> **Provided passage**
=== Section Start ===
Greenberg issued a denial: "We could go on and talk about Jordan L. or ten others. Same reality. All had medical supervision."

Likewise, Joelle King-Parrish said the show did not provide any medical attention to her pregnant daughter Kaitlin when she was detoxing in the hotel. Staff members reportedly told her to "take care of it," and one Dr. Phil employee ultimately joined the mother and daughter with a camera in hand as they drove to Skid Row looking for heroin. 

In response, Greenberg said Kaitlin's mother had previously "agreed to be 100% responsible for managing her daughter's health and possible withdrawal" and the individual who filmed the incident "simply documented the natural behavior she observed, which would have occurred whether she was there or not."

Herzog appeared on Dr. Phil for a fourth time in 2016, and said he recently wrote a letter to the television personality thanking him. "I'm grateful in a lot of ways for the show. For getting me help in the nicest places in the country. That's a gift right there," he said. "There are some things about the show that I don't like, and that I don't think are real... I should have been in the hospital, in that sense. There should not be liters of vodka in my dressing room."
=== Section End ===
> **Data excerpts**
=== Section Start ===
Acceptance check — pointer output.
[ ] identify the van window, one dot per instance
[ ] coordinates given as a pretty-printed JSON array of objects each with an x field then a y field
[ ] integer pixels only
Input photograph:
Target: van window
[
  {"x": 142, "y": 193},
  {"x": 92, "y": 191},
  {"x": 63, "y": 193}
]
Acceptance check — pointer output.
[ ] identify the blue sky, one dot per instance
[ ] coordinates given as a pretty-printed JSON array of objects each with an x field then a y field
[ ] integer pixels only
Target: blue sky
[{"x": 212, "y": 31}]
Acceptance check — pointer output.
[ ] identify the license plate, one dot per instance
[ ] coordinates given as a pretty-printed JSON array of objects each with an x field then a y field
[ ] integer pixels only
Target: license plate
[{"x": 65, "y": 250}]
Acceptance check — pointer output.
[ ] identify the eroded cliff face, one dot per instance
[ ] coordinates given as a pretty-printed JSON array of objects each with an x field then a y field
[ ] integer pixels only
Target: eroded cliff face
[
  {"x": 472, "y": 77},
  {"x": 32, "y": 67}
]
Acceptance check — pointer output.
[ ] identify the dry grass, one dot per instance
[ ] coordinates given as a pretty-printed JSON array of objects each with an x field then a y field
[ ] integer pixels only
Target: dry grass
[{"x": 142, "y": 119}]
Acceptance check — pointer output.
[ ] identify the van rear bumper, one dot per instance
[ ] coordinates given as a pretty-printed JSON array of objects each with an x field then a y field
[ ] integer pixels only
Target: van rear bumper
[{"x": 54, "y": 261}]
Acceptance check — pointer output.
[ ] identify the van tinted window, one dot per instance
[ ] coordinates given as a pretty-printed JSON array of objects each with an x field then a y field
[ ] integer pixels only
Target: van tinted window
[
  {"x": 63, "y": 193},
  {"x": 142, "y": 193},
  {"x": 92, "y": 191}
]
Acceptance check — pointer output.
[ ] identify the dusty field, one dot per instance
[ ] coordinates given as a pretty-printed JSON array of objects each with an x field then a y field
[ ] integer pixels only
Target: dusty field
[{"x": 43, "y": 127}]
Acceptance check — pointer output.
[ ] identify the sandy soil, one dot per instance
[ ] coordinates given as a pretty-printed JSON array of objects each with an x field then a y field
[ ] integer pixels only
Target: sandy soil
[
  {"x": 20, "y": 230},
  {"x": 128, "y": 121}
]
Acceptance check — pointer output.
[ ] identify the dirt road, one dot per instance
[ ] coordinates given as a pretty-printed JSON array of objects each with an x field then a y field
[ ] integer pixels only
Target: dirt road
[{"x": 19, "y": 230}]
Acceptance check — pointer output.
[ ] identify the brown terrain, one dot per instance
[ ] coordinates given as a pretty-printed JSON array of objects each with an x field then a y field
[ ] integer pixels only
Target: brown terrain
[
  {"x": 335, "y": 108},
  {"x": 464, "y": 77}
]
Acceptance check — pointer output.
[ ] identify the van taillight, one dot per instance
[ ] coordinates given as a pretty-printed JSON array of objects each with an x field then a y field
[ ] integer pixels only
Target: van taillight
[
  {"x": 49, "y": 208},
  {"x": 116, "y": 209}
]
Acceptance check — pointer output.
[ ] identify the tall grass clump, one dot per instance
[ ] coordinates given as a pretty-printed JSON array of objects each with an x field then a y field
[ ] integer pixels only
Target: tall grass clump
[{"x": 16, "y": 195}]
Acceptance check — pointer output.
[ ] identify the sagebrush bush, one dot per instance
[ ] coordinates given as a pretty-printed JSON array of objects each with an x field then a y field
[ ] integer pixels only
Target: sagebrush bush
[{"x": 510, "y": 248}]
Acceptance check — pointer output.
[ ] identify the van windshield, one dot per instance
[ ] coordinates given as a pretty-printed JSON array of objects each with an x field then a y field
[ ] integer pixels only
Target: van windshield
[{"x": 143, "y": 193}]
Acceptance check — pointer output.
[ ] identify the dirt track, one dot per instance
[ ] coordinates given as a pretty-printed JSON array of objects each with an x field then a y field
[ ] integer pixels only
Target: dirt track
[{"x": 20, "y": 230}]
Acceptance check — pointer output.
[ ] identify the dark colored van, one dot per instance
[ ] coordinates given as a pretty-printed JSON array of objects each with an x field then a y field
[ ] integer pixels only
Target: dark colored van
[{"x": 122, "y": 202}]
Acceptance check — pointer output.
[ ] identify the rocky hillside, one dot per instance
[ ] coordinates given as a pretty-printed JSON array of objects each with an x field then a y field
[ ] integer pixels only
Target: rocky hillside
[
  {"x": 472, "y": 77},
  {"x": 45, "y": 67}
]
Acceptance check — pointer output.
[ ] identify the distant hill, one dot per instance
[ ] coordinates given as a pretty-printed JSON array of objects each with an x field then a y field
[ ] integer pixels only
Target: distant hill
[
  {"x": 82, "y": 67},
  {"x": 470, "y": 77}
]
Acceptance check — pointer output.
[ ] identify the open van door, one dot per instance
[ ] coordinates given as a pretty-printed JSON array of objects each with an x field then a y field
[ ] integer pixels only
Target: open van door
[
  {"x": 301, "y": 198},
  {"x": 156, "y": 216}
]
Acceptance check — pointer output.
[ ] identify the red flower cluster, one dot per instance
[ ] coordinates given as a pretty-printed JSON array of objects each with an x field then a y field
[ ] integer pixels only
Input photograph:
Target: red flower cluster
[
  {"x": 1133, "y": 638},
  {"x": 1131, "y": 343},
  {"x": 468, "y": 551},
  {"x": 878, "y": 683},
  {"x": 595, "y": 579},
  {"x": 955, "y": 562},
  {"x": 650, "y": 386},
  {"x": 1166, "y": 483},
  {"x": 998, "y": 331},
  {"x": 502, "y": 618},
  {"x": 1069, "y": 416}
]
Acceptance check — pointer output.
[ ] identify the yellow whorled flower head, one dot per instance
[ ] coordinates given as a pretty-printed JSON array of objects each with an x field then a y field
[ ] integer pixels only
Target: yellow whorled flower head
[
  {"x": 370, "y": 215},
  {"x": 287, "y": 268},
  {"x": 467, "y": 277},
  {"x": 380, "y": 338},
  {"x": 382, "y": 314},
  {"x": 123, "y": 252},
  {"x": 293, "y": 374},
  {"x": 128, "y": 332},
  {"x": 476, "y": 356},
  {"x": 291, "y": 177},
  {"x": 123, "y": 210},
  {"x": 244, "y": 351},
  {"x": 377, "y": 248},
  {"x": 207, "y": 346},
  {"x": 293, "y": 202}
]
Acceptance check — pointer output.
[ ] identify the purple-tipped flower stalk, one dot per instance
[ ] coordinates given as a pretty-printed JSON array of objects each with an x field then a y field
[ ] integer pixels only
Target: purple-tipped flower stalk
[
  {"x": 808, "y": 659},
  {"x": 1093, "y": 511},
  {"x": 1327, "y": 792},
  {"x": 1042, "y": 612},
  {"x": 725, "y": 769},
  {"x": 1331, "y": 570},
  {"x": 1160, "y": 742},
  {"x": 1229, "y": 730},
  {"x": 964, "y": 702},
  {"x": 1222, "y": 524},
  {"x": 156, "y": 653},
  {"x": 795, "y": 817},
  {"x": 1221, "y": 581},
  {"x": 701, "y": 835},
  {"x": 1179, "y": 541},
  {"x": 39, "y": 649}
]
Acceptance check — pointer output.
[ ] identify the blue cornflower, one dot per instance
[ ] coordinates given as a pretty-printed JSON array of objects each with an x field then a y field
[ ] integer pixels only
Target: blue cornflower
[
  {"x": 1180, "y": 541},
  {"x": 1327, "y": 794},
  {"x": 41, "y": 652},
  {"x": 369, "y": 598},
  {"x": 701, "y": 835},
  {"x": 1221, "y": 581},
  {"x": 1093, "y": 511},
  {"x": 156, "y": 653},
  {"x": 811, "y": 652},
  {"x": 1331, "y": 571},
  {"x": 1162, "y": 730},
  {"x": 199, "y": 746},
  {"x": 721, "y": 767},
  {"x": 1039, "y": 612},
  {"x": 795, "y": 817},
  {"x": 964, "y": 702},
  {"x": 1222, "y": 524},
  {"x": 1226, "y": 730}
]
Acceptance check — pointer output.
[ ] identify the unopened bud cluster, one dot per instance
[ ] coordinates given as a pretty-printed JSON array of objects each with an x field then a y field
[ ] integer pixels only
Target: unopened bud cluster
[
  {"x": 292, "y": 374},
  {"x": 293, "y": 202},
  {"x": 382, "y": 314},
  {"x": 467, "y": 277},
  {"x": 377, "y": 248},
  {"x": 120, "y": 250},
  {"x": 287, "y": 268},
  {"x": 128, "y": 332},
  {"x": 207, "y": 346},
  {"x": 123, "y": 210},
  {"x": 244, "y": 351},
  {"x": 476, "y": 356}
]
=== Section End ===
> **Problems and tasks**
[1] Translate this sentence from the Dr. Phil passage into Spanish: "There should not be liters of vodka in my dressing room."
[2] Continue the passage about Dr. Phil's treatment of guests, picking up after its final sentence.

> **Responses to the exercise**
[1] No debería haber litros de vodka en mi camerino.

[2]
Others interviewed for the story also praised Dr. Phil and the show for getting them the help they needed. Former heroin addict Niki Dietrich is one of those people, who described the show's efforts as a "miracle," adding in part, "I have nothing bad to say about that experience."

"Few people contact us just to let us know how well things are going," the show stated in a statement to STAT and The Globe. "The fact you can 'cherry pick' three, or thirty, or three hundred guests for that matter, who seek to blame others for their plight or struggle in life, is not the least bit surprising."